(Box-labeled dataset extracts)
>> begin

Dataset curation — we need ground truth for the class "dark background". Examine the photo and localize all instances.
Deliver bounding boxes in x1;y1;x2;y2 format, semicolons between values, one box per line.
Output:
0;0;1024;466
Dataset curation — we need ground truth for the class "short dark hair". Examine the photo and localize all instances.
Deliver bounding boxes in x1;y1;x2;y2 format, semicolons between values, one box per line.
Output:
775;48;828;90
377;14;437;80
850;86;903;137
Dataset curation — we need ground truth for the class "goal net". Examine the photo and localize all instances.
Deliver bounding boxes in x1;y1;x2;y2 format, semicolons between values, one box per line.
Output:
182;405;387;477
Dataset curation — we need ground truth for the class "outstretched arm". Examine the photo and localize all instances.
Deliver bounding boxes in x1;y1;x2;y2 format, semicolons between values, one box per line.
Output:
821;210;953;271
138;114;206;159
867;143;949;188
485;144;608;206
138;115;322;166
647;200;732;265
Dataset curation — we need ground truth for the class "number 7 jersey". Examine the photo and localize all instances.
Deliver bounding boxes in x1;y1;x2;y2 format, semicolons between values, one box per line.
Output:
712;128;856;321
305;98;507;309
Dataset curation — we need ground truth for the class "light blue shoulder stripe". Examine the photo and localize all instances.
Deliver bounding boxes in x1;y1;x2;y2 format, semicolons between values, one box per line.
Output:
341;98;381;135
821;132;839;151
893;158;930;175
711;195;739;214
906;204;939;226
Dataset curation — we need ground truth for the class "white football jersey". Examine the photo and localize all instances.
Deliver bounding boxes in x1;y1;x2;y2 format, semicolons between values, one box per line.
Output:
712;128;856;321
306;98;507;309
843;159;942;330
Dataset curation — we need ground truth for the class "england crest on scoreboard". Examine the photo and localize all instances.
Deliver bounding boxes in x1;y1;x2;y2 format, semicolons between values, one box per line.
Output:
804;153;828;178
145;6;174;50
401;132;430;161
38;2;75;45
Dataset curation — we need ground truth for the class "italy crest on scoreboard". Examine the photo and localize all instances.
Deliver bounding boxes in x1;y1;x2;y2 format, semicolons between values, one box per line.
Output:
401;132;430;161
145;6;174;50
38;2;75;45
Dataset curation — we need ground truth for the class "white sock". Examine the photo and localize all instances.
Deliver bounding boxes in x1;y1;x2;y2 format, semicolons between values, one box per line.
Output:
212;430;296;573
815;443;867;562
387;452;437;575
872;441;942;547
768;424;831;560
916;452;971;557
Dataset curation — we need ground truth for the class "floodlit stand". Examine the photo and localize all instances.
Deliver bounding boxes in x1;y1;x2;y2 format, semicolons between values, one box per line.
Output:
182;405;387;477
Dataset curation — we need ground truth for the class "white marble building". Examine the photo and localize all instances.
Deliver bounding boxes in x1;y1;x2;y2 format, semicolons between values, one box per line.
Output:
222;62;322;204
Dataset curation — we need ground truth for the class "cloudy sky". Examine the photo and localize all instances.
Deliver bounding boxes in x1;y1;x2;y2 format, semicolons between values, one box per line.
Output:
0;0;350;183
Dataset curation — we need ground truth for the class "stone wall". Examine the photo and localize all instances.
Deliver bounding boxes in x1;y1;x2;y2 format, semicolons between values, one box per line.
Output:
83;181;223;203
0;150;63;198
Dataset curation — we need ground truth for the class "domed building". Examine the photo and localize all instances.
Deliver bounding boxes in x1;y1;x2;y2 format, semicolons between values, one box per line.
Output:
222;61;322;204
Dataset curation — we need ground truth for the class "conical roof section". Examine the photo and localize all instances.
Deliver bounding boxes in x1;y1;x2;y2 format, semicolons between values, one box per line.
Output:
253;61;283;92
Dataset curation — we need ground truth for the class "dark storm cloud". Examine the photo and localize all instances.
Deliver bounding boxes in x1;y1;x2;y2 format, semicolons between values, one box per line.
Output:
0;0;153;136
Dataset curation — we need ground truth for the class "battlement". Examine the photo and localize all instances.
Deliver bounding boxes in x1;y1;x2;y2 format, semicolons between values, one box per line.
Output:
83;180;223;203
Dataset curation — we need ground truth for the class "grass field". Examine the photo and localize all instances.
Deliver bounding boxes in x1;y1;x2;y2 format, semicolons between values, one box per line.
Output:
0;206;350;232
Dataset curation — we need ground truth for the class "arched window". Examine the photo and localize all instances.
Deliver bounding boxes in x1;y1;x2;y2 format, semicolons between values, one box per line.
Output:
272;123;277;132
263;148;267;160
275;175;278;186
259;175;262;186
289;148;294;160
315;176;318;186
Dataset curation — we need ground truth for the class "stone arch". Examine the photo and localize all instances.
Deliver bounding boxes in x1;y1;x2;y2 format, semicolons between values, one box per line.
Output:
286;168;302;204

>> end

§ **EXERCISE PROMPT**:
Pull out each line of the records containing the word "scoreboard".

§ **WRITTEN SOLUTION**:
Dataset curation — we need ground truth for the class "england crest on scoreboard". Examine the photo and localize all instances.
Dataset curation — we need ground truth for the class "italy crest on scoreboard". Examine the photo and localize all instances.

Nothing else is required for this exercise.